*Exercise directions*
Edit the listing below so that every "Target" becomes "Object", leaving every other part of the listing unchanged.

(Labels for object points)
============================================================

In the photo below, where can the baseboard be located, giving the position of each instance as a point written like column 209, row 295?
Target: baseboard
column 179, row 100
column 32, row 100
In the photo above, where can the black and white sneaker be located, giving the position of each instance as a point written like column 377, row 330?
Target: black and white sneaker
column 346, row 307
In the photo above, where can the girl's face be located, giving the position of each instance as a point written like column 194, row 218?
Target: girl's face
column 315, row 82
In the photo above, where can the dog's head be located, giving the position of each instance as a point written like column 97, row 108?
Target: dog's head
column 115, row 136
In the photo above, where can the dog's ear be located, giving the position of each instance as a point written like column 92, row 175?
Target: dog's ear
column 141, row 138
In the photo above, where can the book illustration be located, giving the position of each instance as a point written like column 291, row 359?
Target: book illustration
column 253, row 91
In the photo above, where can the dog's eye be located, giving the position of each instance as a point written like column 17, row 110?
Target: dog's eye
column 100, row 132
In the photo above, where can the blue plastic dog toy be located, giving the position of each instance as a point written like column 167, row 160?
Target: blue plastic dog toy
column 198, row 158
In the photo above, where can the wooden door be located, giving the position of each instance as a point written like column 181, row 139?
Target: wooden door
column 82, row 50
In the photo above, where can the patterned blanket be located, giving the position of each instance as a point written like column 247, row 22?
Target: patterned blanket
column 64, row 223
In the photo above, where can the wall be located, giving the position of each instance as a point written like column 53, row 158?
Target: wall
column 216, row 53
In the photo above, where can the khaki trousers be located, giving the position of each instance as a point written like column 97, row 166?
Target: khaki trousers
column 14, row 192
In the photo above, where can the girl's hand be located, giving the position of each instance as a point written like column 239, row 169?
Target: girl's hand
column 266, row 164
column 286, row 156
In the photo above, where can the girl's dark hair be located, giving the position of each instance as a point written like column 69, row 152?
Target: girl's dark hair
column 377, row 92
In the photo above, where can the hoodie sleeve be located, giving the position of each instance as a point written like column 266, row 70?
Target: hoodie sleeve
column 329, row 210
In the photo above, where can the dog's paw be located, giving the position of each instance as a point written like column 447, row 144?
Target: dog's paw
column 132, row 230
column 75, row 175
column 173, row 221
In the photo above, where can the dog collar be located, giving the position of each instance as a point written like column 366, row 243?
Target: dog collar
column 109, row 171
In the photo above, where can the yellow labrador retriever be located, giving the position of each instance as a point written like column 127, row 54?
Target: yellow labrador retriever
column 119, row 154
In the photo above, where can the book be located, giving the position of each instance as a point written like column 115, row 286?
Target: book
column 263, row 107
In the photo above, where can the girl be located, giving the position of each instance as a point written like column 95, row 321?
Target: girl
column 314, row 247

============================================================

*Solved problem*
In the photo below, where can the baseboard be located, giving the position of each instance as a point written like column 209, row 295?
Object: baseboard
column 179, row 100
column 32, row 100
In the photo above, where can the black and white sneaker be located, giving the position of each instance as a point written like column 377, row 330?
Object: black and white sneaker
column 346, row 307
In the photo above, where can the girl's face be located, giving the position of each instance as a point written like column 194, row 218?
Object: girl's face
column 315, row 82
In the photo above, where can the dog's head be located, giving the position of each instance as a point written like column 97, row 108?
Object: dog's head
column 115, row 136
In the photo above, where can the dog's ear be located, giving the position of each instance as a point written like column 92, row 175?
Object: dog's ear
column 141, row 138
In the photo above, where can the book illustration be located, giving the position of each instance as a point written like column 291, row 359?
Object: book illustration
column 253, row 91
In the photo above, where can the dog's eye be located, giving the position of each instance as a point written like column 17, row 110?
Object: dog's eye
column 100, row 132
In the photo above, where can the blue plastic dog toy be located, giving the position of each instance as a point written like column 167, row 160?
Object: blue plastic dog toy
column 198, row 158
In the photo above, where can the wooden door be located, giving the position of each instance as a point written like column 181, row 139?
Object: wooden door
column 82, row 50
In the photo above, where can the patterned blanket be located, giving the position of each instance as a point written like column 247, row 22?
Object: patterned blanket
column 64, row 223
In the photo above, where can the wall be located, giving the position of each instance as a point written like column 53, row 158?
Object: wall
column 216, row 53
In the photo above, where can the khaki trousers be located, giving the position of each instance as a point written like column 97, row 166?
Object: khaki trousers
column 14, row 192
In the photo above, where can the girl's hand be located, giving the position of each instance as a point written like column 239, row 169?
Object: girl's hand
column 266, row 164
column 286, row 156
In the photo above, where can the girl's dark hair be located, giving the position of each instance as a point written like column 69, row 152?
Object: girl's dark hair
column 377, row 92
In the photo above, where can the hoodie sleeve be located, giving the position of each instance as a point written like column 266, row 70?
Object: hoodie sleeve
column 329, row 210
In the photo above, where can the dog's paw be located, giving the position of each instance as a point written like column 447, row 144?
Object: dog's paw
column 132, row 230
column 75, row 175
column 173, row 221
In the photo above, where can the dog collar be located, giving the position of each instance as a point written like column 366, row 243?
Object: dog collar
column 109, row 171
In the photo above, where can the yellow labrador retriever be located, giving the position of each instance as a point written like column 127, row 54?
Object: yellow labrador retriever
column 119, row 154
In the photo above, where can the book be located, giving the position of each instance as a point written like column 115, row 286?
Object: book
column 263, row 107
In the photo above, where can the girl be located, giving the position of each instance as a point written like column 95, row 321?
Object: girl
column 314, row 247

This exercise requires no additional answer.